- [Work instruction]: Would you give again, exactly as written, the lines from the opening of the records to the line with "positive clicks: (424, 305)", that line included and pictures excluded?

Saved entries:
*-*-*

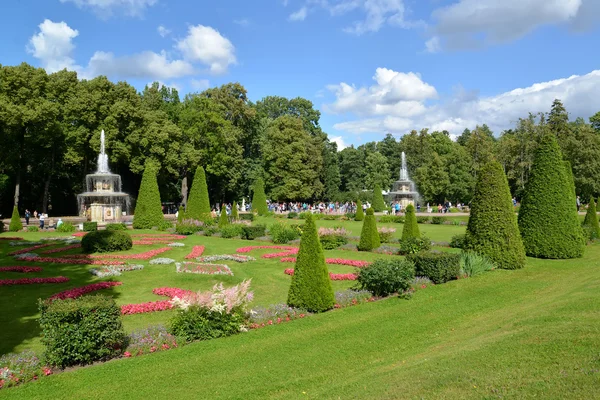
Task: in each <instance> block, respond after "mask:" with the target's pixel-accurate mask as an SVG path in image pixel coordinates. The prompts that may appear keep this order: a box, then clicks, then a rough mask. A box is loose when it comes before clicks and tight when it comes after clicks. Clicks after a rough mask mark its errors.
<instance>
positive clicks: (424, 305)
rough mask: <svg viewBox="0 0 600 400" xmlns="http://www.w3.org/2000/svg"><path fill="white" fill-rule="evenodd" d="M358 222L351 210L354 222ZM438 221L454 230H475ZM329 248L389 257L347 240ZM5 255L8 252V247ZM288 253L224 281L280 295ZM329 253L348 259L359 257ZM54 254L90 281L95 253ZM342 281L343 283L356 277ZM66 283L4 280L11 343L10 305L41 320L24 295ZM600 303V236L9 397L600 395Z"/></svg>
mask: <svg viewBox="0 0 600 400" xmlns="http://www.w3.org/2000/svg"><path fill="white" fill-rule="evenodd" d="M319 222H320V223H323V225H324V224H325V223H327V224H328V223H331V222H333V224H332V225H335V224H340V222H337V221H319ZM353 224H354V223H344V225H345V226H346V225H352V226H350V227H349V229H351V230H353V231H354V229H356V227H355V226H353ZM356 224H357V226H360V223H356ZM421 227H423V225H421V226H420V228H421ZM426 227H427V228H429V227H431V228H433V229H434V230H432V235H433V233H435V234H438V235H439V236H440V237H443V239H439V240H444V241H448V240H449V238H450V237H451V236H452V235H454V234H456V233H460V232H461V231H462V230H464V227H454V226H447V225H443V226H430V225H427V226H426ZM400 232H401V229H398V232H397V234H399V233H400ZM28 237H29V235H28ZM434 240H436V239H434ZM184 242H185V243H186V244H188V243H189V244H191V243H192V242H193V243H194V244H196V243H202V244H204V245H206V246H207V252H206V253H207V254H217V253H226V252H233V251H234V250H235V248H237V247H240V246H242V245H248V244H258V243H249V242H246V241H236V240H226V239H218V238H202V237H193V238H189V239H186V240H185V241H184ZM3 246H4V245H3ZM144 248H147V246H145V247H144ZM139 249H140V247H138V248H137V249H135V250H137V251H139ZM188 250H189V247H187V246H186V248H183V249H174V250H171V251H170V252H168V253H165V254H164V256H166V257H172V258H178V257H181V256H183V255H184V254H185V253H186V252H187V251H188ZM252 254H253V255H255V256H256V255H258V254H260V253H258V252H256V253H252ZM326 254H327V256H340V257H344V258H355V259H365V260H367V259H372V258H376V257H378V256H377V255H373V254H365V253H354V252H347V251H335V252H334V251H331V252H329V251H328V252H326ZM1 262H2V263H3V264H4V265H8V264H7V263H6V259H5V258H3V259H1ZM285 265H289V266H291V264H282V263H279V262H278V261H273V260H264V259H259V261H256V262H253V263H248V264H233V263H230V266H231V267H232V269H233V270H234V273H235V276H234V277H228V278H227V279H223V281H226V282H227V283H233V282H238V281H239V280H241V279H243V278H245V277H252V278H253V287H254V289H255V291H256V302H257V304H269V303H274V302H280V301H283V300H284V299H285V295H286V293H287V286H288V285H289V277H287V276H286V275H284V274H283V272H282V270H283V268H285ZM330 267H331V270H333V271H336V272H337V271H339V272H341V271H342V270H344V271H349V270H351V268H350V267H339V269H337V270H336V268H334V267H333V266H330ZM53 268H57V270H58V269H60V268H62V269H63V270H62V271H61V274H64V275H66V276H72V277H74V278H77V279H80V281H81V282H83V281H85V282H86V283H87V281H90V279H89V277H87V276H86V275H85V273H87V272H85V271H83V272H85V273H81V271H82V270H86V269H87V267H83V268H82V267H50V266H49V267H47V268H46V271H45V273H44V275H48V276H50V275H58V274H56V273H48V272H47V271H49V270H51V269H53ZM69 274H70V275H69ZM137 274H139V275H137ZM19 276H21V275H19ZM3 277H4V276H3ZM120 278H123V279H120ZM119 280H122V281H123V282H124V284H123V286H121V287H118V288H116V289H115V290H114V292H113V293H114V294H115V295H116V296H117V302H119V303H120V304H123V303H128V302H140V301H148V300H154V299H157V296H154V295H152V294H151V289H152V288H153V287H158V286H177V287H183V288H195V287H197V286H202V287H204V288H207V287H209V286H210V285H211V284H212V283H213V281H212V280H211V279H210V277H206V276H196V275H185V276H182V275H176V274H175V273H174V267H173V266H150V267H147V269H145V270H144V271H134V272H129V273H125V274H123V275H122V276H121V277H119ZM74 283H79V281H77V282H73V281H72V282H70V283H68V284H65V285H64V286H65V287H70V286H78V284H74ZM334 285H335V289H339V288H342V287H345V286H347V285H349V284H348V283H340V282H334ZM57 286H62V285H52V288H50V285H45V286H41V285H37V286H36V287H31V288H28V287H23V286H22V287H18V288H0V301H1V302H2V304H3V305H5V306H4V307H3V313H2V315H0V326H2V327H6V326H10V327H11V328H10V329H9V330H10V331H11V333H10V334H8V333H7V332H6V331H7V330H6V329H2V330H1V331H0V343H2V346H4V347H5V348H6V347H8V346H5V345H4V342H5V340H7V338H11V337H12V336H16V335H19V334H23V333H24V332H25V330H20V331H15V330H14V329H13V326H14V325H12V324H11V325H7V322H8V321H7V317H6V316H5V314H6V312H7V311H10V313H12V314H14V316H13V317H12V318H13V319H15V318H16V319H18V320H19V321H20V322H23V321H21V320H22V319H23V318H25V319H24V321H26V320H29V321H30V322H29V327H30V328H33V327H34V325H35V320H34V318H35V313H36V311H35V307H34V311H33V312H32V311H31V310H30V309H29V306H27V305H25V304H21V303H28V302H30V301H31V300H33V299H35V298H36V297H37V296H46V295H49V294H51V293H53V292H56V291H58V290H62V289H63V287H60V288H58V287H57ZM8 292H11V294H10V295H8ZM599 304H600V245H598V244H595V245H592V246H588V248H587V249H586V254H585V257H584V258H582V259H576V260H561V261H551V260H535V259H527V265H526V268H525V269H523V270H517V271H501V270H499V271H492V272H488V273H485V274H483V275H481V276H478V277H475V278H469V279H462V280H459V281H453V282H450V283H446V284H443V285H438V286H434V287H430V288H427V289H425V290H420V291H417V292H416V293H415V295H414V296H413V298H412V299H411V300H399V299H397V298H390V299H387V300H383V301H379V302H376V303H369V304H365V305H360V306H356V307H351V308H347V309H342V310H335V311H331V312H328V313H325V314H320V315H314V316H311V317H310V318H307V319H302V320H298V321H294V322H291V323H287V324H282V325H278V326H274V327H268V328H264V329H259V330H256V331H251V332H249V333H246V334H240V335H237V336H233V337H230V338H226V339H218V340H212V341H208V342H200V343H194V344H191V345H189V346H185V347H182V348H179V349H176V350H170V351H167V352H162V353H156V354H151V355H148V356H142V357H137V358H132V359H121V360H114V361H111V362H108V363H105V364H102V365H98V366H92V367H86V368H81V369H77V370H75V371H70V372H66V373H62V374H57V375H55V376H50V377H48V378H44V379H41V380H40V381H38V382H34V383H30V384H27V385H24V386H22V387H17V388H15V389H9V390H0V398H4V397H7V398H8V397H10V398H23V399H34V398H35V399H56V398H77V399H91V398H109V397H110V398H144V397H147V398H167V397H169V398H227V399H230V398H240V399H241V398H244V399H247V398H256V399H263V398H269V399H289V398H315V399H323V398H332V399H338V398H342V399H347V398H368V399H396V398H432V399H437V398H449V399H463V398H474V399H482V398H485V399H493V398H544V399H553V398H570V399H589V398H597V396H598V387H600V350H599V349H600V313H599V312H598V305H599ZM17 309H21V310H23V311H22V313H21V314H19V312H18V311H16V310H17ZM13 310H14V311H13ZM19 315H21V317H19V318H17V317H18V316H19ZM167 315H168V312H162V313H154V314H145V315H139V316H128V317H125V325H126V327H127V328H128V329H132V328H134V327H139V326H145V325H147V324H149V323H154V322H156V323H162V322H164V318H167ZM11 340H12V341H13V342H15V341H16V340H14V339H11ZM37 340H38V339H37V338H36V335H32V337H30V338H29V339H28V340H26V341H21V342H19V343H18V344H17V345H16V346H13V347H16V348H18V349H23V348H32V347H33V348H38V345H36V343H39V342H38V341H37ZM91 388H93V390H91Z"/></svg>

*-*-*

- [Response]:
Task: in each <instance> block, respond after "mask:" with the target's pixel-accurate mask as an SVG path in image pixel coordinates. The prompts that may appear keep this order: a box, then clicks, then a rough mask. A box is loose when it comes before clicks and tight when it comes after clicks. Clicks after a rough mask mark its errors.
<instance>
positive clicks: (424, 305)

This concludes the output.